• _Excerpt to read_
Washington Heights, Manhattan
Washington Heights, affectionately known as "The Heights", is a New York City neighborhood. Located in Upper Manhattan, it is named for Fort Washington, a fortification held by American troops during the American Revolution and which was captured by the British on November 16, 1776. It should not be confused with Washingtonville, a town in Orange County.
Washington Heights is bounded on the south by Harlem and on the north by Inwood. It runs from 155th Street to Fairview Avenue. Coogan's Bluff lies in its southeast corner. It is connected to Fort Lee, New Jersey via the George Washington Bridge.
One of the Heights now-vanished riverfront estates was Minnie's Land, the home of artist John James Audubon, who is buried in the churchyard of the neighborhood's Church of the Intercession, a masterpiece by architect Bertram Grosvenor Goodhue. At Audubon Terrace is a cluster of five underused Beaux Arts museum buildings of distinguished architecture. Columbia-Presbyterian Medical Center, perhaps the most widely known institution in the neighborhood, occupies the former site of Hilltop Park, the home of the New York Highlanders (now known as the New York Yankees) from 1903 to 1912.

• _Problems to work on_
**A)** Copy the part of the Washington Heights passage that begins with the words "One of the Heights" and ends with "1903 to 1912.".
**B)** Decide whether each statement agrees with the Washington Heights passage, answering yes or no and quoting the words that settle it: (i) Fort Washington was captured by the British in 1776. (ii) Washington Heights is bounded on the north by Harlem. (iii) Hilltop Park was the home of the New York Highlanders from 1903 to 1912.

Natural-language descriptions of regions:
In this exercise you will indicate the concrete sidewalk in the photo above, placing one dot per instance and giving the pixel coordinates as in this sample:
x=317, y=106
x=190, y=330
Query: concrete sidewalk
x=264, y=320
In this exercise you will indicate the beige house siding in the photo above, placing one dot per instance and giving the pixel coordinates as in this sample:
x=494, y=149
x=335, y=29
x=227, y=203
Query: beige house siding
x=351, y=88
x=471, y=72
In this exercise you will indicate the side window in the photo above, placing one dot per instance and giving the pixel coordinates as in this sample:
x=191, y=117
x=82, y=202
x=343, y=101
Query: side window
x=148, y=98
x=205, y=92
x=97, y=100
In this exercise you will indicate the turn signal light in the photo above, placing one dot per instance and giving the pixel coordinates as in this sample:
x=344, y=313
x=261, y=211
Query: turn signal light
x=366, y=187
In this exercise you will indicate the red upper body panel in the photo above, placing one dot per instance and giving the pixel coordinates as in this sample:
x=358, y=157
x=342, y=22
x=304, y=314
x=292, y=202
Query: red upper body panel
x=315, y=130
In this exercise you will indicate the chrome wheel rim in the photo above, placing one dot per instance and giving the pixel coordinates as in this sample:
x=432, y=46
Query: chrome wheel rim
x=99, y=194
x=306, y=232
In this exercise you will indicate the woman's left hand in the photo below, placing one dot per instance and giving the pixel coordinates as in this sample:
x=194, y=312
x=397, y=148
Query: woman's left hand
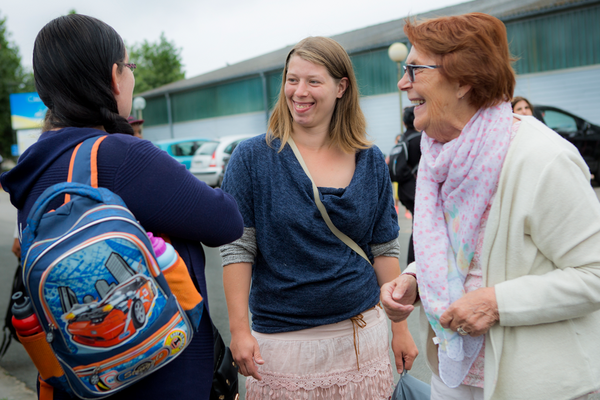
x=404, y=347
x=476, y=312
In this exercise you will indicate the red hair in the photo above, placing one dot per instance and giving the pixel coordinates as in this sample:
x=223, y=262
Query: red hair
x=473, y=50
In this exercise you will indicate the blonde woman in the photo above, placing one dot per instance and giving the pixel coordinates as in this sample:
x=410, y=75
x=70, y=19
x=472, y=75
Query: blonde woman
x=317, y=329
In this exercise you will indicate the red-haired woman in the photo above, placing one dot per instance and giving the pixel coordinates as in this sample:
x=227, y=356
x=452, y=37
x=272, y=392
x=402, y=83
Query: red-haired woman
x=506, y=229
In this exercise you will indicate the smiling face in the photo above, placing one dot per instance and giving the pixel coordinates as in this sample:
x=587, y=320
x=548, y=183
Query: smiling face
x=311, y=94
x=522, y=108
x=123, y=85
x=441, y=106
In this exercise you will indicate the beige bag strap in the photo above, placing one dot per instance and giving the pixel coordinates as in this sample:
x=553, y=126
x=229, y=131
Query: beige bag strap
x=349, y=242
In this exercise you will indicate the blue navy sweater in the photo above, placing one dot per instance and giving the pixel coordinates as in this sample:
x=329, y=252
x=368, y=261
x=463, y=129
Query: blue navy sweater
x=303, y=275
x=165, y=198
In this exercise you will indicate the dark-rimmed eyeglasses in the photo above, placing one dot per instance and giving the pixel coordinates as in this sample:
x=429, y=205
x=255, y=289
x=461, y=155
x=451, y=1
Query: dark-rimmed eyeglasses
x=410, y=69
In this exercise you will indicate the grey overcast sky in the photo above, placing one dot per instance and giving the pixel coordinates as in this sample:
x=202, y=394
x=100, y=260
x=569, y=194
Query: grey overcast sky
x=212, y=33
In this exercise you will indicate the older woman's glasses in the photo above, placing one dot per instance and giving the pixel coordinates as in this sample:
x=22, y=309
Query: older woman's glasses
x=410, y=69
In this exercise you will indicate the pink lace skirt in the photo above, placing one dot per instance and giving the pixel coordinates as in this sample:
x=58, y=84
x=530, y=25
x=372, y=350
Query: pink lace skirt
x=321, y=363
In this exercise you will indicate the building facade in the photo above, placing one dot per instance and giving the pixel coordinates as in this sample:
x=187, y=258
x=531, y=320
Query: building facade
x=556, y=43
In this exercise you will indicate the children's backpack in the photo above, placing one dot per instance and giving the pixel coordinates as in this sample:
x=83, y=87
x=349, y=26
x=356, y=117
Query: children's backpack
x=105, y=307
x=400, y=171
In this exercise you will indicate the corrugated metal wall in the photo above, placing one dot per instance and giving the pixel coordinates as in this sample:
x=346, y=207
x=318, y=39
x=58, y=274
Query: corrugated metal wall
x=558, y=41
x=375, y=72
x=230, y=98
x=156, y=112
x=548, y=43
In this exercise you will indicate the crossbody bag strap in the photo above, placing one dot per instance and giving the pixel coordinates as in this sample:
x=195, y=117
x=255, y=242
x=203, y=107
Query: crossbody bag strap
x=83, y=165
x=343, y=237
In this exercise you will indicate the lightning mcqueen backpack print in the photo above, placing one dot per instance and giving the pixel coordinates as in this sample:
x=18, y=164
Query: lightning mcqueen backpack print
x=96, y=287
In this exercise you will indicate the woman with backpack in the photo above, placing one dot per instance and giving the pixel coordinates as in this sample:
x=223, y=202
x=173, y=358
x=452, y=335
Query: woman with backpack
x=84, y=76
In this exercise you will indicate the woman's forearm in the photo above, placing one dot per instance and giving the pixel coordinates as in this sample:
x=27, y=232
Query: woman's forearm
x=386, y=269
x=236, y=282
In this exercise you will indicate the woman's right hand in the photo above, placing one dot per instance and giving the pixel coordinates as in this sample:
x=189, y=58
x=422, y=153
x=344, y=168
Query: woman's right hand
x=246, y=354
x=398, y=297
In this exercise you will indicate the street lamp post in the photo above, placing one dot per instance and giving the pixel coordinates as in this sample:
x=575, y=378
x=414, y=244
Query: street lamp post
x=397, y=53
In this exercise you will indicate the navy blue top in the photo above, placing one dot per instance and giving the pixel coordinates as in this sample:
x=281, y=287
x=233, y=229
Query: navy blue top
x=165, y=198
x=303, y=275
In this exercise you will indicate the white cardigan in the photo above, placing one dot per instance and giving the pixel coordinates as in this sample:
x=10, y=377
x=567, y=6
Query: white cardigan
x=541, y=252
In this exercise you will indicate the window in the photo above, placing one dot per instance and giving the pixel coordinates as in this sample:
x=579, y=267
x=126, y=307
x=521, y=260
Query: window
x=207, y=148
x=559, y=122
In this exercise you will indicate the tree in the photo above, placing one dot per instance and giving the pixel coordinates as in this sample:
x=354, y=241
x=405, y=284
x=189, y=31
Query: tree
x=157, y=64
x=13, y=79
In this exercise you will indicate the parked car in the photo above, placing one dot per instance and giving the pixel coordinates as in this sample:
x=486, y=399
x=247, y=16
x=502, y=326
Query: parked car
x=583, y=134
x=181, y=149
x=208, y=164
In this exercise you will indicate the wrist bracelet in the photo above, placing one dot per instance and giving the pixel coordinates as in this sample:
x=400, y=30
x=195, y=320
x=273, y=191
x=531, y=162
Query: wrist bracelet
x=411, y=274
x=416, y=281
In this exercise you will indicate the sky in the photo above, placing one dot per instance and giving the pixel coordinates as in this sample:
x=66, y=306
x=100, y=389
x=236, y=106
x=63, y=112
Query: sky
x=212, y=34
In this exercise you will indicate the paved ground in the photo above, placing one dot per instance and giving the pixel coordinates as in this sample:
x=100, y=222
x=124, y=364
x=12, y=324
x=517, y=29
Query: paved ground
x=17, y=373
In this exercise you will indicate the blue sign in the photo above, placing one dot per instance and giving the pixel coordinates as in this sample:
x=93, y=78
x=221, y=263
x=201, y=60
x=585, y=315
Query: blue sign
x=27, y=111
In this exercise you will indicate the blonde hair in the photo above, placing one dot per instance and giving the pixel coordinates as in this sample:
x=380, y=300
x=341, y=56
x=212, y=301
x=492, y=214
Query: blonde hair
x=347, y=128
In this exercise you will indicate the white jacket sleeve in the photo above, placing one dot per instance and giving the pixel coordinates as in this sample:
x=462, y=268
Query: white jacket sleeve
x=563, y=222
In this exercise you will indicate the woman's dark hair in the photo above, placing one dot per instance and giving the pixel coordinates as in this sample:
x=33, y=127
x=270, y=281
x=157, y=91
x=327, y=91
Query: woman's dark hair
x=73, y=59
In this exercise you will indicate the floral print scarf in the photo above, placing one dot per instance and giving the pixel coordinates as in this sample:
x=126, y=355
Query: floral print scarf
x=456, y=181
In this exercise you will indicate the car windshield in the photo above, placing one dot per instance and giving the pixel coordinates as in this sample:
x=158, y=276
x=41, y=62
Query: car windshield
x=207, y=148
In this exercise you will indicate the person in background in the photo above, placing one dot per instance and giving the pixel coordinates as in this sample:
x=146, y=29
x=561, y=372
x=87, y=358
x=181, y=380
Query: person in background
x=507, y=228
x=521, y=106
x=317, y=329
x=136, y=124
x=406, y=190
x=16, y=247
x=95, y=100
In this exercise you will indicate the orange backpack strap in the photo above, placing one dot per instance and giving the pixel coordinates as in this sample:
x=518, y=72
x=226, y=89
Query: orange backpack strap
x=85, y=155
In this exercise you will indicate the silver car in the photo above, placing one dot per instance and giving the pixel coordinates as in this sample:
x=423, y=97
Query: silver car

• _Results of the exercise_
**A)**
One of the Heights now-vanished riverfront estates was Minnie's Land, the home of artist John James Audubon, who is buried in the churchyard of the neighborhood's Church of the Intercession, a masterpiece by architect Bertram Grosvenor Goodhue. At Audubon Terrace is a cluster of five underused Beaux Arts museum buildings of distinguished architecture. Columbia-Presbyterian Medical Center, perhaps the most widely known institution in the neighborhood, occupies the former site of Hilltop Park, the home of the New York Highlanders (now known as the New York Yankees) from 1903 to 1912.

**B)**
(i) Yes: "which was captured by the British on November 16, 1776"
(ii) No: "bounded on the south by Harlem and on the north by Inwood"
(iii) Yes: "Hilltop Park, the home of the New York Highlanders (now known as the New York Yankees) from 1903 to 1912"